## AIM
Could you reproduce verbatim the lines starting at the one containing "Segment every instance of the sheer" and ending at the one containing "600], [199, 407]]", with both of those lines included?

# start of DATA LINES

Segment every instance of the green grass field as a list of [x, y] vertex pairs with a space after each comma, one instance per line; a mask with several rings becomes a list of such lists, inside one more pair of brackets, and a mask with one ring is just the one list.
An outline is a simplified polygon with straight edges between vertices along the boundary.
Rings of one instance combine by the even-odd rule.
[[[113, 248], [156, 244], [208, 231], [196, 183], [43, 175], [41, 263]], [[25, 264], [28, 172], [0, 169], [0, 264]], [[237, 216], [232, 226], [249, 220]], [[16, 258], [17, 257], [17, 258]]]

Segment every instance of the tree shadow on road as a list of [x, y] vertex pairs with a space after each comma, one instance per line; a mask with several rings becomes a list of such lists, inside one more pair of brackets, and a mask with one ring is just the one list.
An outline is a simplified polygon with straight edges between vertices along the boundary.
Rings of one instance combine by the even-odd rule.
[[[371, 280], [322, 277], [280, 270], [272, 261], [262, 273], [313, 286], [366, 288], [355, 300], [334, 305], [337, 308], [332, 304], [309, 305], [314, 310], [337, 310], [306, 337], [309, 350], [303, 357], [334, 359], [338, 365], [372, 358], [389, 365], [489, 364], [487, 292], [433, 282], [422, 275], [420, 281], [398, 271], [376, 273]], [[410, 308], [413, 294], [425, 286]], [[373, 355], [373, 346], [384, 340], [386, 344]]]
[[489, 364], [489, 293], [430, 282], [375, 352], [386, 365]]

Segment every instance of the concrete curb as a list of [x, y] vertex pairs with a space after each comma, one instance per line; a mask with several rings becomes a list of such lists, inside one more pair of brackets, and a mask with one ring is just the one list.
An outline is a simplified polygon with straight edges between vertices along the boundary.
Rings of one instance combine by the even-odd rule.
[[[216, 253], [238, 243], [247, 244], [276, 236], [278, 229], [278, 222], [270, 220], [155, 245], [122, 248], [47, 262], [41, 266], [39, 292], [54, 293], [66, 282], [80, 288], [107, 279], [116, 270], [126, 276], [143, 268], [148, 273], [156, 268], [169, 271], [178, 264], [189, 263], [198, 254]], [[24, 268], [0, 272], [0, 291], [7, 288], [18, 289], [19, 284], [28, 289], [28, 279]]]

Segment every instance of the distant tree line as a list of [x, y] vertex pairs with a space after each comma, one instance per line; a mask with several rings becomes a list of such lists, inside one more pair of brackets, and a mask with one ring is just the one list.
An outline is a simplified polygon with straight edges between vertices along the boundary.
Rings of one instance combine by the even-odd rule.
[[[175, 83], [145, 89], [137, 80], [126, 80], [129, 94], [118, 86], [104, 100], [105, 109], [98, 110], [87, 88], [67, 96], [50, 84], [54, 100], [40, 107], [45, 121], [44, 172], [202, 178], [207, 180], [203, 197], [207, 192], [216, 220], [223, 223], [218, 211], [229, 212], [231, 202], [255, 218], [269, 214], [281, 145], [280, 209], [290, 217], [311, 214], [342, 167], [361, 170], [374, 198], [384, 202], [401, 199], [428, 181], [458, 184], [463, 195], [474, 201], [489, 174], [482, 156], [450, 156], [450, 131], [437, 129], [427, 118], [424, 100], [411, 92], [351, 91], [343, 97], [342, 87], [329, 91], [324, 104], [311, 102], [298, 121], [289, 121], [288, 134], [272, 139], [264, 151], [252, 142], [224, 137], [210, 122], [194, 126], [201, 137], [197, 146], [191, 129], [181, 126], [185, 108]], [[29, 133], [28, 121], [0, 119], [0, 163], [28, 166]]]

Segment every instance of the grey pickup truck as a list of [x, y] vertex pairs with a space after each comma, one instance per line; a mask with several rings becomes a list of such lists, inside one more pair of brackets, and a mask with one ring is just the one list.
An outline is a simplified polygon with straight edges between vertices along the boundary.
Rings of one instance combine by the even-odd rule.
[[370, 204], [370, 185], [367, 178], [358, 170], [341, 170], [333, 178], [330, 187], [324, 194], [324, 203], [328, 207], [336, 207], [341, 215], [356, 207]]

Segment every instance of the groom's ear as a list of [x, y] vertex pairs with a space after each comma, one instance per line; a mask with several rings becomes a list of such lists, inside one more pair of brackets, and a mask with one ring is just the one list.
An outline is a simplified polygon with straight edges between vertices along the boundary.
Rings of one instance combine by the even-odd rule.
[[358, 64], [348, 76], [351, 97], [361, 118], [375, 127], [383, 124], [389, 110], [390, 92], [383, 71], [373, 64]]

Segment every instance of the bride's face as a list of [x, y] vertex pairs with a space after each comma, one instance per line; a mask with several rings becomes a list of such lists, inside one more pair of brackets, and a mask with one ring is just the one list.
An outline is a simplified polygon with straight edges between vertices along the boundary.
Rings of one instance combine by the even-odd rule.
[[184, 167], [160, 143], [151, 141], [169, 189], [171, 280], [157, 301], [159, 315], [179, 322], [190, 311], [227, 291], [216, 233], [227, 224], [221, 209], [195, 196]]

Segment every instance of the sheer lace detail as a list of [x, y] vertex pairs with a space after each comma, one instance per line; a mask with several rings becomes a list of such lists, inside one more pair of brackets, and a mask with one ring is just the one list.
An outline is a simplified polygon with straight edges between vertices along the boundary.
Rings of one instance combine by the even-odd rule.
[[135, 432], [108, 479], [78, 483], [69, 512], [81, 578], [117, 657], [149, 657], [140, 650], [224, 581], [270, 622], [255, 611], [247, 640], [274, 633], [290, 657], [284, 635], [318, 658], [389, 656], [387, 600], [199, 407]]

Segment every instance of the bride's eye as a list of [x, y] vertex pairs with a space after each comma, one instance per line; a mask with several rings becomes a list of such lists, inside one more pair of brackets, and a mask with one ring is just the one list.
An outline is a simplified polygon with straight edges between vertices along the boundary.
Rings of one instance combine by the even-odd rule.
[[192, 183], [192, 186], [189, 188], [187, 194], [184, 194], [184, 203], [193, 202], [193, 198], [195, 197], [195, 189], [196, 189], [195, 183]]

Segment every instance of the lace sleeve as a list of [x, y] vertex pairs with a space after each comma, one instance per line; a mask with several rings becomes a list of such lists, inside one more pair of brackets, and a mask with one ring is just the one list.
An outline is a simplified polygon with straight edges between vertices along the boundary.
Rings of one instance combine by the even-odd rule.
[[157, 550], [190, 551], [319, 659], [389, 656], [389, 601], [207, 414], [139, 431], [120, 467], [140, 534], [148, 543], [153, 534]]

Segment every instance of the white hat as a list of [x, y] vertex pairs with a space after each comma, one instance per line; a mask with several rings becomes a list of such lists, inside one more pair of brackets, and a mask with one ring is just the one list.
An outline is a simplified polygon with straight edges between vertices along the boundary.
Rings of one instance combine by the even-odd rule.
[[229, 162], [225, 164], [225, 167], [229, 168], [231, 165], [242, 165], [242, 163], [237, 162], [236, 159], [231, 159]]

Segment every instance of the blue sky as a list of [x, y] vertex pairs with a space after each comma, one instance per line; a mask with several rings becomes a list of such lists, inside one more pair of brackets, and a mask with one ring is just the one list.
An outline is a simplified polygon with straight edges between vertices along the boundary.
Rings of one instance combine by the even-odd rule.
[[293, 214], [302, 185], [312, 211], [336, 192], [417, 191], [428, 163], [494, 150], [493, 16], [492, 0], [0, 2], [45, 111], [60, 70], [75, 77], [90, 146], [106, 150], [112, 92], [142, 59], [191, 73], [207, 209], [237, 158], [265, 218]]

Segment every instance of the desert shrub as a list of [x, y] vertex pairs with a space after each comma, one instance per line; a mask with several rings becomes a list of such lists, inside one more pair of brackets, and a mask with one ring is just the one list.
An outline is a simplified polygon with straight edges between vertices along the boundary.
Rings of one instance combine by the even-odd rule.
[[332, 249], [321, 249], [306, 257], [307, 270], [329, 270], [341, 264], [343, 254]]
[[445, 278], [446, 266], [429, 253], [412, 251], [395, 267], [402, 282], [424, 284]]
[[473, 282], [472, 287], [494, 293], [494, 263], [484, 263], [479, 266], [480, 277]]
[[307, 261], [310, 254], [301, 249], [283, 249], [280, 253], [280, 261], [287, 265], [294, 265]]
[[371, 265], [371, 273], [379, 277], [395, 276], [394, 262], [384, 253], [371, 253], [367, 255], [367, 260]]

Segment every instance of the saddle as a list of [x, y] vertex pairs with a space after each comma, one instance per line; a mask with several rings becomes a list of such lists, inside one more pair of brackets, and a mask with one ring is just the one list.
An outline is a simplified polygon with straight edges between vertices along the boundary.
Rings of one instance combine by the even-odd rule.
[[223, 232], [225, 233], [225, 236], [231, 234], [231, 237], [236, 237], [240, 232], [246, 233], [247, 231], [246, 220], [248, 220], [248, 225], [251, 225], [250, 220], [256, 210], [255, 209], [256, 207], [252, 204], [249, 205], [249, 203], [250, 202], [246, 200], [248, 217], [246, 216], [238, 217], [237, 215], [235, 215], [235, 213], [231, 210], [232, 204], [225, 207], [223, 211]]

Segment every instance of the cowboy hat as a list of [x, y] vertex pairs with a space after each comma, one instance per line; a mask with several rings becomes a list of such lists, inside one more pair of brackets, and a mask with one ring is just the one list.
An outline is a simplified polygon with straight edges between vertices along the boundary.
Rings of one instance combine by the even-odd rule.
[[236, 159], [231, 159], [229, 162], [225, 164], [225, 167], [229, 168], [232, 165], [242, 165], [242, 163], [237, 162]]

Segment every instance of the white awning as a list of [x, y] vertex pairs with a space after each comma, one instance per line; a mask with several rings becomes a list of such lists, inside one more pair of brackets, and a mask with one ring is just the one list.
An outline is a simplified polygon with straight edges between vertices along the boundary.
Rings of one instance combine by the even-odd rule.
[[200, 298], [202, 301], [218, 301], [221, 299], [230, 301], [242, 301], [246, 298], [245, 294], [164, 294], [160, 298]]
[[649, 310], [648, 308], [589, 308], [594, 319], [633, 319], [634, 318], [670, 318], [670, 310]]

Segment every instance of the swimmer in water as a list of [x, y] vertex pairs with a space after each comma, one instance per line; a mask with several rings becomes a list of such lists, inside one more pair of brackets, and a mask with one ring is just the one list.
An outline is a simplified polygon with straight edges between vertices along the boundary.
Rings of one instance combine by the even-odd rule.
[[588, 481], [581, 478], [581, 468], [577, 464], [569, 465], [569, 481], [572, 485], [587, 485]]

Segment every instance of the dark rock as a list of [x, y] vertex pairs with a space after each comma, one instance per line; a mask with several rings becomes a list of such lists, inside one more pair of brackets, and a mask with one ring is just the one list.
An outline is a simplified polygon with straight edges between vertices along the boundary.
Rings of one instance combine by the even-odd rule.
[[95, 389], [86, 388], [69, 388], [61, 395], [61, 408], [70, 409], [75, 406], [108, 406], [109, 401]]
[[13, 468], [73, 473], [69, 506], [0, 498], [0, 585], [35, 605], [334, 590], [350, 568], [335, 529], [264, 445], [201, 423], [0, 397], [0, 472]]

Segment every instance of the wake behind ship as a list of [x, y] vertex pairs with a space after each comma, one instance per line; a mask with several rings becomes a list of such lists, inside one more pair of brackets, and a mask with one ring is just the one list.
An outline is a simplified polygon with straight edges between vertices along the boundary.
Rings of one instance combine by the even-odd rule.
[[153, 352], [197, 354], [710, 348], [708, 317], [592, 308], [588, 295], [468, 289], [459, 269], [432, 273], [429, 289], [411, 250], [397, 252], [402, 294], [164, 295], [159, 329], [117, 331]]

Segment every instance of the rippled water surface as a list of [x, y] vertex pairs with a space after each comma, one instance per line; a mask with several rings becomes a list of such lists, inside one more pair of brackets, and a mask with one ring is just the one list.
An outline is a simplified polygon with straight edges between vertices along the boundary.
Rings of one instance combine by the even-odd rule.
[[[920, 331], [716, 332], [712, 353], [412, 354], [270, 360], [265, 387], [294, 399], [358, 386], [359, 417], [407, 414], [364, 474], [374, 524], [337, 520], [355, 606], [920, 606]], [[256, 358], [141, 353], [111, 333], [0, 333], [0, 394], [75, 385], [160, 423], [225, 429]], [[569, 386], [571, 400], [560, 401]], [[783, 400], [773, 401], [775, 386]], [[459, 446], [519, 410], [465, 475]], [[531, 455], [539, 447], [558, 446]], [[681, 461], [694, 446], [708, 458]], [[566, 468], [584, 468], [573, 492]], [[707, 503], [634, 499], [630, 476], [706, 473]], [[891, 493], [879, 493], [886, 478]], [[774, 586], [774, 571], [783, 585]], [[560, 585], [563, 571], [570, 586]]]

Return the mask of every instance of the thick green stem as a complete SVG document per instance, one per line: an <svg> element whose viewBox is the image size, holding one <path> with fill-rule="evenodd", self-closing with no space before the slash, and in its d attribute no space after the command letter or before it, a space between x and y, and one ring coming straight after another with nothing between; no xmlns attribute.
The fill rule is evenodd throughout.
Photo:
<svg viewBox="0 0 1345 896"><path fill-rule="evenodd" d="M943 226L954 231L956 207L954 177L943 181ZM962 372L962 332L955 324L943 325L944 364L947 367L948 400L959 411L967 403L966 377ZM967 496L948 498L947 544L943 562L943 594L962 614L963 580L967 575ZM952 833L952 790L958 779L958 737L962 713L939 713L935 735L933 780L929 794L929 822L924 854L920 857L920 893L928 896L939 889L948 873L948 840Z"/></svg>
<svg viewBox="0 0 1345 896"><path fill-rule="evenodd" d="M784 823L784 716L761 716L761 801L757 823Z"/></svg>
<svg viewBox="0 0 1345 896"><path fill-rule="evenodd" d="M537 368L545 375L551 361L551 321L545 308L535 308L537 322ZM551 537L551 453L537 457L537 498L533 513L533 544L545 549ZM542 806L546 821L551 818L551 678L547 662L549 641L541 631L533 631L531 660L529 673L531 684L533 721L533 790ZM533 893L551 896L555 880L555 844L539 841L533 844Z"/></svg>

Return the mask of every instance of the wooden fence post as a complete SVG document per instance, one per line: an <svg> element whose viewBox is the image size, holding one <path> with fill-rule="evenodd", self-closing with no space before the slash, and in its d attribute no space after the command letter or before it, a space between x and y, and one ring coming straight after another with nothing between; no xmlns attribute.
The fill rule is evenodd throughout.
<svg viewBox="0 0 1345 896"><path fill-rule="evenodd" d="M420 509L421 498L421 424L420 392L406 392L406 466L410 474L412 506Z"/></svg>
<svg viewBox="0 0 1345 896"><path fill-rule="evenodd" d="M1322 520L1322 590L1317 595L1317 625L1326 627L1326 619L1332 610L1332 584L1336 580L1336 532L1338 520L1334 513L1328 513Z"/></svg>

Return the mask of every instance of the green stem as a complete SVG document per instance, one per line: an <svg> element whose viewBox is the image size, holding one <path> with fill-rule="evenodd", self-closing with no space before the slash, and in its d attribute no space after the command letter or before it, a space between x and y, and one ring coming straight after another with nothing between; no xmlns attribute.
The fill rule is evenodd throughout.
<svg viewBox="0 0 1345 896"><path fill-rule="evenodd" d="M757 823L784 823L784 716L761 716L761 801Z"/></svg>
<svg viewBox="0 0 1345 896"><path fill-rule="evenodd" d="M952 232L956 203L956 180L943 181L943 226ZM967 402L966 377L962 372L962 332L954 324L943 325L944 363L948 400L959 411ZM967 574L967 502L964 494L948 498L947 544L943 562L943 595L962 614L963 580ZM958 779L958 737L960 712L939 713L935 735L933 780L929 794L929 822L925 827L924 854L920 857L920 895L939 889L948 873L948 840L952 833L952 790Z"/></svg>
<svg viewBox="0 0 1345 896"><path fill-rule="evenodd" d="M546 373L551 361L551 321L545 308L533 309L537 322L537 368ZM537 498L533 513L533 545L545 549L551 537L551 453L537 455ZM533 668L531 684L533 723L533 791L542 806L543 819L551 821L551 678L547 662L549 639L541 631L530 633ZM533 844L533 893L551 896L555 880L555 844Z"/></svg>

# end of DATA LINES

## REPLY TO THE EXERCISE
Segment every instance of the sheer lace detail as a list of [x, y] vertex pairs with a space after each comma, one instance per line; a mask with several rings becomes a list of such lists, inside one more pair of brackets, and a mask with one ring is just the one list.
An outline is a simplified polygon with straight edges between vertices along the boundary.
Rings of one instance combine by the even-odd rule.
[[135, 432], [108, 479], [78, 483], [69, 512], [81, 578], [117, 657], [149, 657], [140, 650], [224, 581], [270, 622], [255, 611], [247, 640], [274, 633], [290, 657], [284, 635], [318, 658], [389, 656], [387, 600], [199, 407]]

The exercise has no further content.